* START Article *

Alternatively, a single pressure differential sensor measures the pressure
difference between
the two upper locations. The lower pressure sensing means is illustrated as
having two lower
flow pressure sensors 54, 56 located on lower pipe section 40. The lower
sensors 54, 56 are
located at a lower distance 58 apart from each other. Lower distance 58
optionally ranges
from about 10 feet to about 15 feet, and all distances within this range.
Alternatively, a single
pressure differential sensor measures the pressure difference between the two
lower locations.

* END Article *

Task 1:
Translate this sentence from the passage on pipe pressure sensors into Spanish: "The lower sensors 54, 56 are located at a lower distance 58 apart from each other."
Task 2:
Carry on the passage on pipe pressure sensors, starting after its final sentence.

* START Stored records *

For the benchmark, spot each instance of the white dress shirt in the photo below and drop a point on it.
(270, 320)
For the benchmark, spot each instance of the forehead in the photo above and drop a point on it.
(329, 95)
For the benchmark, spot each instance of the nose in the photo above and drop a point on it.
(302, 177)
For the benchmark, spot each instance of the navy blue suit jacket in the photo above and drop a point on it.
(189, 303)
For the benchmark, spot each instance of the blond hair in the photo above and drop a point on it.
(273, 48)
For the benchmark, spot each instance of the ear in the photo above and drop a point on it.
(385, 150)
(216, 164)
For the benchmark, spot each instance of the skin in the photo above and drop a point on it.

* END Stored records *

Task output 1:
Los sensores inferiores 54, 56 están situados a una distancia inferior 58 el uno del otro.

Task output 2:
The sensor means of Figure 2 selectively collects data from fluid flowing
inside of lower pipe
section 40 and upper pipe section 36
[0022] Because of the differences in the inner diameter 38 of upper pipe
section 36 and inner
diameter 42 of lower pipe section 40, two distinctive flow regimes are
created, one along
lower distance 58 and another along upper distance 52. In one non-limiting
example, a
pressure loss is measured over lower distance 58. The pressure loss is
determined by
measuring a pressure with first lower sensor 56 and second lower sensor 54 and
finding the
difference between the two pressure readings. Alternatively, a single pressure
differential
sensor can measure the pressure loss. Because of the relatively smaller
internal diameter 42
of lower pipe section 40, gravitational losses and friction losses both
significantly contribute
to the pressure loss so that a precise estimate of the pressure loss requires
that each of these
types of losses be considered and neither can be ignored.
[0023] Further in this example, another pressure loss is measured over upper
distance 52.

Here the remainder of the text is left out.